---------- EXCERPTED PASSAGE
I always advocated for public health insurance from government. I don’t care how some rich people may oppose it or how some people throw shitty “economic” reasons in the conversation but everybody deserves health insurance and nobody should be forced to pay a lot of money to get taken care of in hospital. Nobody should be full of stress about whether one can pay for one’s health or not.

I am proud that I live in a country with public health insurance and I will encourage everyone to vote for such system if there’s none where one lives. It’s basic human right and it’s needed for all.

Deliberate misconceptions

A girl had a fight with her boyfriend and told him that she’s leaving. But she didn’t really want to leave and she was wasting time. The boy asked her “why aren’t you leaving?” and she responded “I’m watering the flowers”. The boy responded “sorry I though you left”. The girl immediately asked “did you said you’re sorry?” “I forgive you honey. Let’s go out for dinner”.

This is a great example for deliberate misconception. Some people do this only to show that their opinion is right no matter what. Avoid those people, they’re dangerous. Some of them are stupid but some are dangerously smart.

Why I don’t support cases against vaccines

I read a post on Bill Gates’ blog about polio. It talks about how vaccines helped us survive the disease and easily walk. Thousands of people were infected with polio during time and lost ability to walk or even stand. The suggested cure for polio was a metal tank, an iron lung, a mechanical respirator.

Polio attacks the body’s nervous system, crippling patients. In the worst cases, the disease paralyzes their respiratory muscles and makes it difficult for them to breathe, sometimes resulting in death.

Using changes in air pressure, the iron lung pulls air in and out of a patient’s lungs, allowing them to breathe and stay alive. During the height of the polio epidemic in the U.S. in the 1940s and 1950s, rows of iron lungs filled hospital wards to treat thousands of polio patients, most of them children.

Today, we don’t need iron lungs anymore as there’s an effective vaccine for it. Every person now gets vaccinated against polio and, since 1988, the world decided to eradicate the disease. Polio cases dropped since then by nearly 100 percent.

Before vaccines, more than 350 thousand people were infected in a year, facing horrible consequences and difficulties in their life but now there’s fewer than 200 cases yearly only in two countries, Afghanistan and Pakistan, in which extremists force people to avoid vaccines using religious propaganda.
--------------------
**INSTRUCTIONS:**
1. Reproduce word for word the stretch of the blog excerpt about health insurance and vaccines that begins at the words "Polio attacks the" and stops after "resulting in death.".
2. Write the next part of the blog excerpt about health insurance and vaccines, picking up after its final sentence.
The listing that follows the blog excerpt about health insurance and vaccines comes from a separate source.
---------- EXTRACTED MATERIAL
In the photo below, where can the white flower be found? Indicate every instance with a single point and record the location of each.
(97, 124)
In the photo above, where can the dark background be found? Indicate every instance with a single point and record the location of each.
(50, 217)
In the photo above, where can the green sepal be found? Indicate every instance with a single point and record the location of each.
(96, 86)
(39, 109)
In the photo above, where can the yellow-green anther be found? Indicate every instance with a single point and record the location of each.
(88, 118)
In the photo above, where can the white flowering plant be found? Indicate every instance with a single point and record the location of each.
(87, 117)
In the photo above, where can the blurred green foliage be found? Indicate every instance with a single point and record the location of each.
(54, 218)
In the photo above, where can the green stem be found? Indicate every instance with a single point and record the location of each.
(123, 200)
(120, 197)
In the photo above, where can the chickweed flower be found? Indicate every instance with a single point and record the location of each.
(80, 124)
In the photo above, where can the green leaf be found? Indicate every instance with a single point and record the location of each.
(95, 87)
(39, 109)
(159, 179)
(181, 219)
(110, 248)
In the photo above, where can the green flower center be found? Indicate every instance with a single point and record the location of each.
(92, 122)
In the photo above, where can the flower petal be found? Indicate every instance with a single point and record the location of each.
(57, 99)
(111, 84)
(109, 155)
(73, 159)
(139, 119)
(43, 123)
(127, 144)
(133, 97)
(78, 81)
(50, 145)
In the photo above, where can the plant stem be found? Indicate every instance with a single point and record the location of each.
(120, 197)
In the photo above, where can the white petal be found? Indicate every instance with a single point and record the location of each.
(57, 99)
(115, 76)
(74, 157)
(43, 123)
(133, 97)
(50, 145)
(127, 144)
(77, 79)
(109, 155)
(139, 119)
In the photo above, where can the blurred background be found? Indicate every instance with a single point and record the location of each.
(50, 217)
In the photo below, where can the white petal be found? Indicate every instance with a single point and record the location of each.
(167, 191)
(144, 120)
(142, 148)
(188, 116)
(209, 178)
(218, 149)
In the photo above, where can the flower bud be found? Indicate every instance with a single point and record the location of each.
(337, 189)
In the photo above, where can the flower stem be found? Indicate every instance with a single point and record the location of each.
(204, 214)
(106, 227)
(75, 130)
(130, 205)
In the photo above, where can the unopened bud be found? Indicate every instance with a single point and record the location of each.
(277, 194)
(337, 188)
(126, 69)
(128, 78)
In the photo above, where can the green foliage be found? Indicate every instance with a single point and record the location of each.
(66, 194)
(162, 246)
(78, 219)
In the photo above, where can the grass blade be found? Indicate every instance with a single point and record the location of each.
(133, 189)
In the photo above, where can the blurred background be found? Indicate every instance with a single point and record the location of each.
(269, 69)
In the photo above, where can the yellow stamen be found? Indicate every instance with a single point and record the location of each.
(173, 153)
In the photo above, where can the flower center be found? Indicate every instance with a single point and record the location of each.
--------------------
**ANSWERS BY ITEM NUMBER:**
1.
Polio attacks the body’s nervous system, crippling patients. In the worst cases, the disease paralyzes their respiratory muscles and makes it difficult for them to breathe, sometimes resulting in death.

2.
Today, some people are spreading false information about vaccines claiming a vaccine is a conspiracy to turn people to something other than a human or vaccines are tools to impose surveillance on people. Of course some vaccines are not effective, we’ve seen them, but to induce that vaccines in general are harming people, that makes no sense.

I’ve seen the effect of vaccines on people. From influenza to polio to tetanus and Meningococcal vaccines, I’ve seen how they help people live and be healthy and I’ve seen how without them people are harmed and face difficulties, even death.

I’m not yet vaccinated against coronavirus (COVID-19) but I will be when it’s time for people my age. My grandparents and some relatives are vaccinated. They didn’t face any aftereffects. One of my relatives was vaccinated while his family were not, and I’ve seen how all of his family members got sick but he were OK. All of them recovered, happily.

Vaccines are results of scientific works, and I believe in science. People say science is always changing and is not reliable but that’s one reason I support it. Science always changes and gets updated for better. That’s why I rely on it. When it comes to vaccines, science is proven to be always working to get better, from iron lungs to polio vaccines, it’s always working to help people.


Part of this post is taken from gatesnotes.com. Check their terms of use/copyright notice.

Changing the date format to ISO 8601

Aside

So I changed the blog’s date format to ISO 8601. It’s the perfect system used globally. Using dates like September 03, 2020 causes a lot of confusions. Lot of American systems are stupid actually. Like why would you use imperial system instead of metric system?